_EXERCISE INPUT_:
----------------------------------------

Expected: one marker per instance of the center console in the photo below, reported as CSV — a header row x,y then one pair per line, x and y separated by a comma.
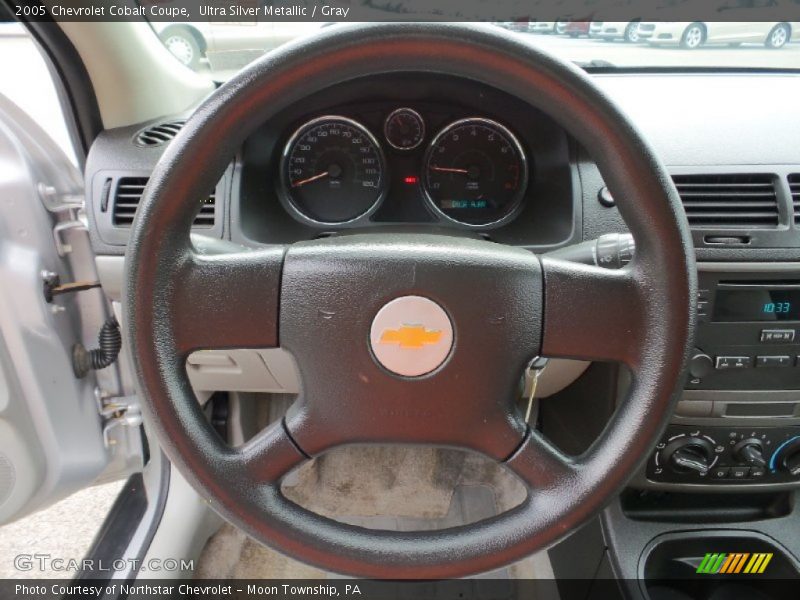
x,y
738,421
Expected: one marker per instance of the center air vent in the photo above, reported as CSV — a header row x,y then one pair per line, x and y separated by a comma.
x,y
128,193
729,201
157,135
794,185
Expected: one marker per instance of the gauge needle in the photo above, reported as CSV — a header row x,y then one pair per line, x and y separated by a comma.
x,y
449,170
310,179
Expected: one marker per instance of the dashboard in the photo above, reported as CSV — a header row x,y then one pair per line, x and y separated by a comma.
x,y
428,152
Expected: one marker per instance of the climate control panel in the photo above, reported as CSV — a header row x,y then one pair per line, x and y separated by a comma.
x,y
726,455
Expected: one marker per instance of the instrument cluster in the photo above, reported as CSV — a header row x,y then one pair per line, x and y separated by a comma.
x,y
337,171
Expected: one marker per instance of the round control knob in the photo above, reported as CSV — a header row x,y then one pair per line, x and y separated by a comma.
x,y
750,451
787,457
689,454
700,365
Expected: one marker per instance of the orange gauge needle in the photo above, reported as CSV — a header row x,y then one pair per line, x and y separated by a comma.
x,y
310,179
449,170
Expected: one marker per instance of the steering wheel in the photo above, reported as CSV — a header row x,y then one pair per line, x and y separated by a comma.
x,y
487,310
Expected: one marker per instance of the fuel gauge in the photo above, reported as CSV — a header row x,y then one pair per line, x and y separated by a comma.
x,y
404,129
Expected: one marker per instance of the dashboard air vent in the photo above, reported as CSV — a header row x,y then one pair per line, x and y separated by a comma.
x,y
157,135
129,192
729,201
794,186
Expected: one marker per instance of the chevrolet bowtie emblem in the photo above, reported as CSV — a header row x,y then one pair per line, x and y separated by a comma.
x,y
411,336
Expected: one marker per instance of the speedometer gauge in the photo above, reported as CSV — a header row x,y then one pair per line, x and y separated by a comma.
x,y
332,171
475,173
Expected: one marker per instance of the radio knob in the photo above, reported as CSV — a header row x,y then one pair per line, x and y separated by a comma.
x,y
750,451
700,364
689,454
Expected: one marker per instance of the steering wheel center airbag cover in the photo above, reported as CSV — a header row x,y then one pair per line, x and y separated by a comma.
x,y
411,336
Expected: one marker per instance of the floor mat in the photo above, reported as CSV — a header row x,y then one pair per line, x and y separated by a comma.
x,y
389,488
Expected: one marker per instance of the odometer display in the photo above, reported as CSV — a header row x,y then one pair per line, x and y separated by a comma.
x,y
333,171
475,172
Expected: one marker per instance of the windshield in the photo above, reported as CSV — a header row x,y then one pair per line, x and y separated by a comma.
x,y
220,49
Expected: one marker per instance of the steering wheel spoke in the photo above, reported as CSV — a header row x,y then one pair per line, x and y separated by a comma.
x,y
270,455
227,300
591,312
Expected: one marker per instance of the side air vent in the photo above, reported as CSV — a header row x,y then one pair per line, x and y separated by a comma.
x,y
794,186
729,201
157,135
129,192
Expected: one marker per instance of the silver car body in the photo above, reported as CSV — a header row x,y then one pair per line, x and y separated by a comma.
x,y
715,32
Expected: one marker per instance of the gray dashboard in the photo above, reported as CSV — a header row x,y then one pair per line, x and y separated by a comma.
x,y
724,134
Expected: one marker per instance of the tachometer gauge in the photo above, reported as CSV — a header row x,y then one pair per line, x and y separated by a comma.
x,y
404,129
475,173
332,171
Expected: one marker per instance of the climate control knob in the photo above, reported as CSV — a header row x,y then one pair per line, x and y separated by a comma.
x,y
700,365
750,451
689,454
787,457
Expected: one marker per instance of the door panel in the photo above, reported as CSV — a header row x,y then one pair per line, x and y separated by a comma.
x,y
51,432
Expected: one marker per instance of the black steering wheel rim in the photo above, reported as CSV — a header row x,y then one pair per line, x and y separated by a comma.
x,y
648,305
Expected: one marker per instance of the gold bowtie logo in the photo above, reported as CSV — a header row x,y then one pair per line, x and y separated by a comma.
x,y
411,336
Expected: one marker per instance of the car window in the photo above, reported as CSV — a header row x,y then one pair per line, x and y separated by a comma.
x,y
220,49
27,82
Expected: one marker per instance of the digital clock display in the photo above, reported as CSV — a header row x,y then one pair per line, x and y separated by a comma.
x,y
757,304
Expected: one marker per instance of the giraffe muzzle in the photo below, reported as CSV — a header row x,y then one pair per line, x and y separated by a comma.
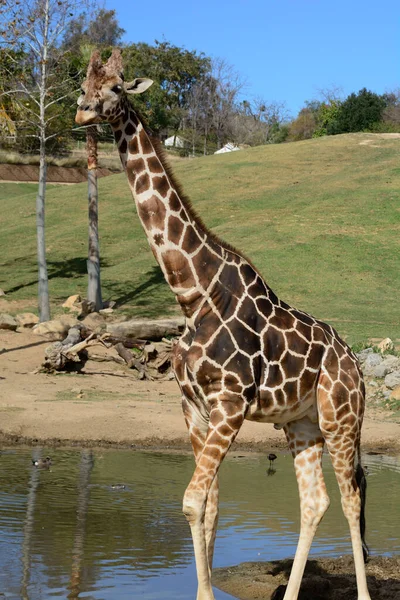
x,y
85,116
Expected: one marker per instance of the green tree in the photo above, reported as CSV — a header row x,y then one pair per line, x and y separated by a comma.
x,y
101,30
358,113
175,72
38,88
326,117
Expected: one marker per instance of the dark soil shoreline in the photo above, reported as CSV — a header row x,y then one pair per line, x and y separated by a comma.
x,y
324,579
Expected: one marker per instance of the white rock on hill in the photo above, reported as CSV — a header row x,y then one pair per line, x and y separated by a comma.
x,y
7,322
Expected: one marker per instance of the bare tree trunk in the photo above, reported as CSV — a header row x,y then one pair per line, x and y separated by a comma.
x,y
43,290
93,263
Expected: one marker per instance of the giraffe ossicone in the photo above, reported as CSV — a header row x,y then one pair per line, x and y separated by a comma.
x,y
244,353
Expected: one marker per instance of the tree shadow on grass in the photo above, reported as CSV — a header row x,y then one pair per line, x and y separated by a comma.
x,y
153,286
72,268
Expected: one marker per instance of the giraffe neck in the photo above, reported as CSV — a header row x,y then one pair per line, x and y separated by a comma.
x,y
188,255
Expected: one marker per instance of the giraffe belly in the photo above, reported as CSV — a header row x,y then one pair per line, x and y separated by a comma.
x,y
265,410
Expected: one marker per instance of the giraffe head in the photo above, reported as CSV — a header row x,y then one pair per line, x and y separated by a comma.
x,y
104,90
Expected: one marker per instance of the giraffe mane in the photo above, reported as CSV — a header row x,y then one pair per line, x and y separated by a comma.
x,y
186,200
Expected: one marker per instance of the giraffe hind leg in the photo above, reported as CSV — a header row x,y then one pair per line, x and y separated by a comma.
x,y
341,411
306,444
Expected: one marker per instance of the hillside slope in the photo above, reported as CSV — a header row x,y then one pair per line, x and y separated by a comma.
x,y
320,219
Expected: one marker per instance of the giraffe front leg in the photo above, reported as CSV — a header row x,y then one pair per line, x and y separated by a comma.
x,y
198,427
306,444
226,418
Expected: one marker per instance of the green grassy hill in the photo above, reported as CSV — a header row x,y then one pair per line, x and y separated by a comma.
x,y
320,219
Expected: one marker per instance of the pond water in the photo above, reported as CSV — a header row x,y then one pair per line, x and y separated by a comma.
x,y
72,531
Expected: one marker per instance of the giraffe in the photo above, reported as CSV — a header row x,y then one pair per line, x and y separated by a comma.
x,y
244,354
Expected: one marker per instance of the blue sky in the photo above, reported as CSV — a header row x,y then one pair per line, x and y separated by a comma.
x,y
285,49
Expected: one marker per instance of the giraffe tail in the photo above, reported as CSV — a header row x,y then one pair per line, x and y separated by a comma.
x,y
362,486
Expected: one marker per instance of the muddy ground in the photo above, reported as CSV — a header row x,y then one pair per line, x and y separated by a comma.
x,y
325,579
108,405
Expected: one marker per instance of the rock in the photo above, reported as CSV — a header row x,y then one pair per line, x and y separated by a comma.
x,y
385,344
363,354
388,365
371,361
392,380
381,370
148,329
86,308
71,303
7,322
55,329
26,320
109,304
395,394
95,322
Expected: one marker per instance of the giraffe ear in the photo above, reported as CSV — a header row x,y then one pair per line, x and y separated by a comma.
x,y
138,86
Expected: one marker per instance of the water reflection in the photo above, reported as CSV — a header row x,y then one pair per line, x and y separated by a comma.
x,y
108,524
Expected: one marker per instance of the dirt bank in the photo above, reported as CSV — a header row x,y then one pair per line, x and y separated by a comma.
x,y
325,579
108,405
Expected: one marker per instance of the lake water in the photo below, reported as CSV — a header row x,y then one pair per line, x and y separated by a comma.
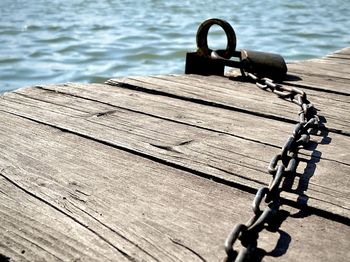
x,y
55,41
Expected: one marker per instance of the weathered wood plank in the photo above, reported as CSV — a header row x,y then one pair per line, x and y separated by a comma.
x,y
230,157
240,96
32,230
146,210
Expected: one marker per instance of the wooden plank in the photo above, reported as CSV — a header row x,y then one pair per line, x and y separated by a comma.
x,y
233,158
147,210
240,96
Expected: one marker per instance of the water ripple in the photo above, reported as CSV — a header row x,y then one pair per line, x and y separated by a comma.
x,y
91,41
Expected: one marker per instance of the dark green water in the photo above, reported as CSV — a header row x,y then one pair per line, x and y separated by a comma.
x,y
56,41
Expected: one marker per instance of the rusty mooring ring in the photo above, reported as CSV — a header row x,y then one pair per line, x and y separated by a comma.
x,y
202,37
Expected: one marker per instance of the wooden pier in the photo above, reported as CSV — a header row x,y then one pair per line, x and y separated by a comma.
x,y
161,168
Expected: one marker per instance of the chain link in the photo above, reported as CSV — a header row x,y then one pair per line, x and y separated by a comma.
x,y
282,165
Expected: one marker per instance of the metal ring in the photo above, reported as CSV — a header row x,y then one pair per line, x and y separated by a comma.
x,y
202,37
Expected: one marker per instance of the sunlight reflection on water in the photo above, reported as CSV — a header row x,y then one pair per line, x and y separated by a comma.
x,y
91,41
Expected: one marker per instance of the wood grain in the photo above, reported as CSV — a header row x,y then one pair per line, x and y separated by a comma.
x,y
161,168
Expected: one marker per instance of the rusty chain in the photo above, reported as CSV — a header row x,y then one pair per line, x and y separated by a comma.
x,y
282,165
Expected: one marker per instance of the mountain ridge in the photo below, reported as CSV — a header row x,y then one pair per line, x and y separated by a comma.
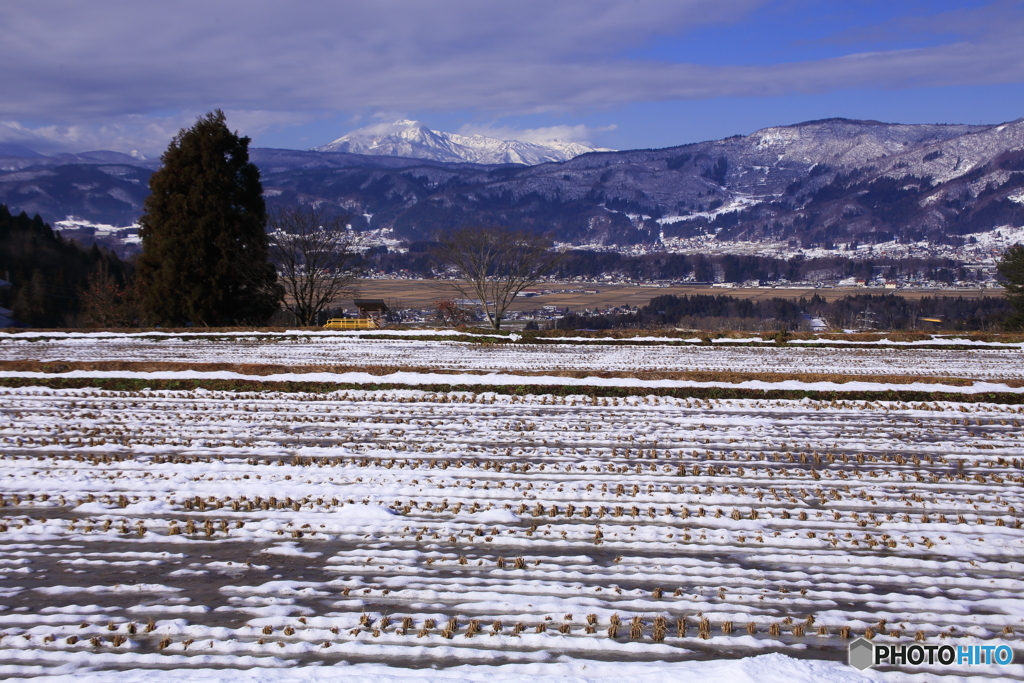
x,y
822,184
412,139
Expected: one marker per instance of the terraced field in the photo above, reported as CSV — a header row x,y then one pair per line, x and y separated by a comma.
x,y
231,529
982,361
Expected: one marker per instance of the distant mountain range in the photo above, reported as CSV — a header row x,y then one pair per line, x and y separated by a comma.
x,y
412,139
825,183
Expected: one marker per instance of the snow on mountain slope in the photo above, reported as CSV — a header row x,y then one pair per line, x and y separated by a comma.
x,y
410,138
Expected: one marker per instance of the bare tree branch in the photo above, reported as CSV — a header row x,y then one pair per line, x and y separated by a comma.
x,y
315,254
495,264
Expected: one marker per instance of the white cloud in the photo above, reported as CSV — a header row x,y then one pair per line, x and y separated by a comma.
x,y
128,74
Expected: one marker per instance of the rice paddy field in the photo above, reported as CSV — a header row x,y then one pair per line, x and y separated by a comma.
x,y
458,526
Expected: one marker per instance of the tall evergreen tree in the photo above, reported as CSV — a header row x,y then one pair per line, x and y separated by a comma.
x,y
1011,266
204,241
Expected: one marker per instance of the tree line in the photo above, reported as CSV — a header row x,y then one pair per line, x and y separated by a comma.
x,y
214,256
862,311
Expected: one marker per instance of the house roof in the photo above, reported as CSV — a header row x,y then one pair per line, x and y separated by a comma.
x,y
371,305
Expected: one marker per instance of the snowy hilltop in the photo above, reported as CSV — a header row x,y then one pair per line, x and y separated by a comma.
x,y
411,138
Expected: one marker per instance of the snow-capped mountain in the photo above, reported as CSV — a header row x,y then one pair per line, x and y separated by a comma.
x,y
411,138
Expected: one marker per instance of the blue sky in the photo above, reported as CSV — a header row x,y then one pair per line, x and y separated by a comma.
x,y
622,74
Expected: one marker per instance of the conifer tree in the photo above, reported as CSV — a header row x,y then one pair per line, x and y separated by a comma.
x,y
1011,266
204,242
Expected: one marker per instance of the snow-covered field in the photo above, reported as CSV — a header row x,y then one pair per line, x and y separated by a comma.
x,y
981,361
411,535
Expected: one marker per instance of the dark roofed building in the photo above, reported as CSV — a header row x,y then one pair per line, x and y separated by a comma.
x,y
371,307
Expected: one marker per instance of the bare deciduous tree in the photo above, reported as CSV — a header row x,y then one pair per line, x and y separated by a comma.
x,y
315,254
495,264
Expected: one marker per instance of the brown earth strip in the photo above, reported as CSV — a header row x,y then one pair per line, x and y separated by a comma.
x,y
134,385
259,370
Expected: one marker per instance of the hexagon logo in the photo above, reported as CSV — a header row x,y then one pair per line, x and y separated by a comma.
x,y
861,653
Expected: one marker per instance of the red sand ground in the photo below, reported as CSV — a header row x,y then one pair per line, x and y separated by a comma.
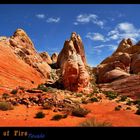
x,y
23,116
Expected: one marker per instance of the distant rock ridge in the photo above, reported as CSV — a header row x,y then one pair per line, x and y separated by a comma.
x,y
123,62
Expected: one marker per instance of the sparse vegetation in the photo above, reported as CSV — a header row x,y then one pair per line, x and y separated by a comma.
x,y
128,108
59,116
40,114
110,94
80,112
44,88
79,95
117,108
90,95
129,103
14,91
137,102
123,98
93,123
96,90
84,101
21,88
6,106
93,99
138,111
47,105
5,96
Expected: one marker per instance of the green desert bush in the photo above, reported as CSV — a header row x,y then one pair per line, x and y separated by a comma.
x,y
110,94
59,116
138,111
6,106
123,98
44,88
47,105
117,108
79,112
129,102
93,99
5,96
40,114
137,102
14,91
93,123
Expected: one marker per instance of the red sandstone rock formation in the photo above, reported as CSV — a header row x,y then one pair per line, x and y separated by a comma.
x,y
72,63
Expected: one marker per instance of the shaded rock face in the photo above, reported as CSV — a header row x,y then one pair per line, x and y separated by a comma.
x,y
24,49
128,86
54,57
72,63
123,62
14,71
73,45
46,58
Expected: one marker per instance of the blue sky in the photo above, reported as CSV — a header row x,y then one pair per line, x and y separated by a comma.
x,y
101,26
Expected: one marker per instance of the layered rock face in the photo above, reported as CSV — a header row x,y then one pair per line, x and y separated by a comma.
x,y
54,57
45,56
74,44
24,49
15,72
72,62
123,62
21,64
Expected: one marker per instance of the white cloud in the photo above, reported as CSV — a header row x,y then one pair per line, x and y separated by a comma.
x,y
75,23
86,18
124,30
40,16
111,47
95,36
53,20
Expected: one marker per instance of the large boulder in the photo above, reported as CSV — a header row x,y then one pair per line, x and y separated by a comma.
x,y
73,45
117,65
72,62
46,58
135,64
24,48
54,57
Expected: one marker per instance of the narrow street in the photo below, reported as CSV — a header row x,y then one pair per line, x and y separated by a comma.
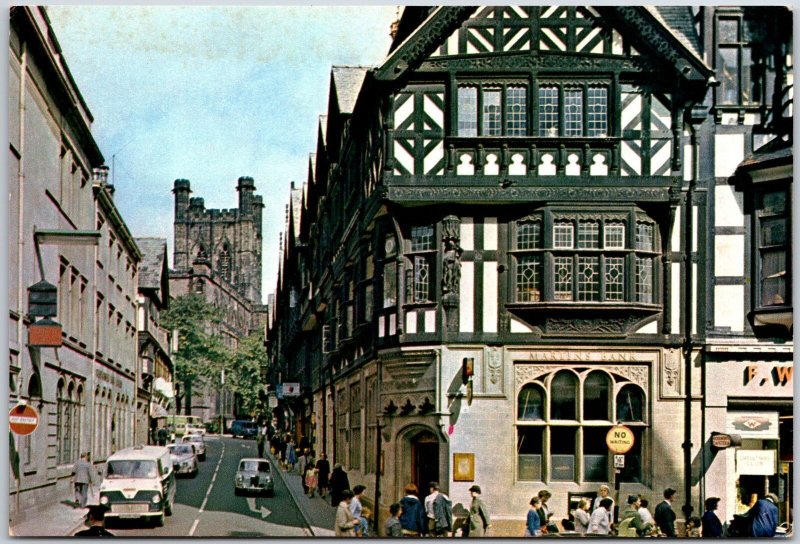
x,y
206,506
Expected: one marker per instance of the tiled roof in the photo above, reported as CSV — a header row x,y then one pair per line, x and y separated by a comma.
x,y
680,21
154,251
347,81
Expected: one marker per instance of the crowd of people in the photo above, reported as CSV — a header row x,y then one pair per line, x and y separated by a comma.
x,y
431,514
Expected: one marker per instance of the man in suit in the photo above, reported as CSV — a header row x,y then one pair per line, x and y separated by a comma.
x,y
83,478
665,516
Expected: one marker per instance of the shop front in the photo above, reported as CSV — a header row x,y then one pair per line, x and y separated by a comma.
x,y
753,402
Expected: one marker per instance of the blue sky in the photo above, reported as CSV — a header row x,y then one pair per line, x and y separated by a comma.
x,y
209,94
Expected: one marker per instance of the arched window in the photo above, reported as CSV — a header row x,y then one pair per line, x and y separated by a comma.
x,y
564,396
224,264
596,397
530,403
630,403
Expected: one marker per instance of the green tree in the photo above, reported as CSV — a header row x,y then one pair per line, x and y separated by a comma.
x,y
245,366
201,354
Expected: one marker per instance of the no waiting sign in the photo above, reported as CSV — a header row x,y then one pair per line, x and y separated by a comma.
x,y
23,419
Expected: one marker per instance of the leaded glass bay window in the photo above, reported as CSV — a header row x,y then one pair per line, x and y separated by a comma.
x,y
492,109
572,110
421,258
590,258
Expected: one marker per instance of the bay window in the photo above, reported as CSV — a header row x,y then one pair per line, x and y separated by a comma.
x,y
587,257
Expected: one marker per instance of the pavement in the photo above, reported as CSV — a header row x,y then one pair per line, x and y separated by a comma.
x,y
318,513
62,518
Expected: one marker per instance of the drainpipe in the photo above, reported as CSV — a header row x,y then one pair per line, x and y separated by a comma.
x,y
378,449
687,336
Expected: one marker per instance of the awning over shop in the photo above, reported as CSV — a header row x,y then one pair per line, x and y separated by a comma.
x,y
164,387
157,411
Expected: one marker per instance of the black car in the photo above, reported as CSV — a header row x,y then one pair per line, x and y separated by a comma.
x,y
243,428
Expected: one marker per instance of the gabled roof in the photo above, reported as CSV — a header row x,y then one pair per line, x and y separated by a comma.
x,y
153,263
346,82
665,31
679,20
323,129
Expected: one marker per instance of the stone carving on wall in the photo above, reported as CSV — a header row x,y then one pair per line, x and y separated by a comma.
x,y
527,373
637,374
459,193
494,364
671,377
451,260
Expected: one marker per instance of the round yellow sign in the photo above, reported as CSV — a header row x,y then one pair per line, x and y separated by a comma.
x,y
619,439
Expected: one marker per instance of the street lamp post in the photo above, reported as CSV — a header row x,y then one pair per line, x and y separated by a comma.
x,y
221,401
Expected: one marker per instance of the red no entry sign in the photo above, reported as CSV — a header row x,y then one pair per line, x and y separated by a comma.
x,y
23,419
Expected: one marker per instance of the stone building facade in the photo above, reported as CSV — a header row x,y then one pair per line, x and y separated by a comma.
x,y
65,229
527,227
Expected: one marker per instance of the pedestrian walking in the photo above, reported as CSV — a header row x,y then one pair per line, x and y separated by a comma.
x,y
291,455
600,523
711,524
356,509
664,515
260,440
439,511
644,512
345,522
581,516
548,527
630,518
764,516
323,473
479,520
604,492
392,526
302,463
533,523
95,519
311,480
693,525
413,517
82,479
339,482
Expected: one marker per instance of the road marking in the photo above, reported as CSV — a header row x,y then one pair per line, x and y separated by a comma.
x,y
208,493
264,511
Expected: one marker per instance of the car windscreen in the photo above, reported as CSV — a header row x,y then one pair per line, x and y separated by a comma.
x,y
254,466
131,469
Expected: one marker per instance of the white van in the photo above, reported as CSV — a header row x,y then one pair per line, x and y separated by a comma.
x,y
139,482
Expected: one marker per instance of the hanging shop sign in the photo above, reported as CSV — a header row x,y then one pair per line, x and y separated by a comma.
x,y
756,462
619,439
291,389
763,425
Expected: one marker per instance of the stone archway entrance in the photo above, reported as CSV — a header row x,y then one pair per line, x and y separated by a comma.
x,y
424,460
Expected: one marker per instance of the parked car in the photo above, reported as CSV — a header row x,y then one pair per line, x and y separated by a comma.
x,y
139,482
254,474
192,428
199,444
184,458
244,428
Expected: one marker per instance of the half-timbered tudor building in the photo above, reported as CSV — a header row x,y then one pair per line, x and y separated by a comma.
x,y
532,224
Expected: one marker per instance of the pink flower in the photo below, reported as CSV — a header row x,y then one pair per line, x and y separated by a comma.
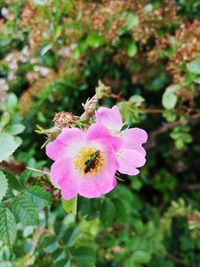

----------------------------------------

_EXERCISE TASK_:
Gather every line from the rows above that contains the string "vent", treating the match as case-sensitive.

_THE SOLUTION_:
Expected: one marker per instance of the center air vent in the photo above, reported as CSV — a header row x,y then one pair per line, x and y separated by a comma.
Expected: one marker per instance of the dashboard air vent in the photo above, reported as CSV — a header row x,y then one pair per line, x and y separated by a comma.
Expected: one marker per instance of the side air vent in the photo above, reported as CSV — a header row x,y then one pair per line, x and y separated by a comma.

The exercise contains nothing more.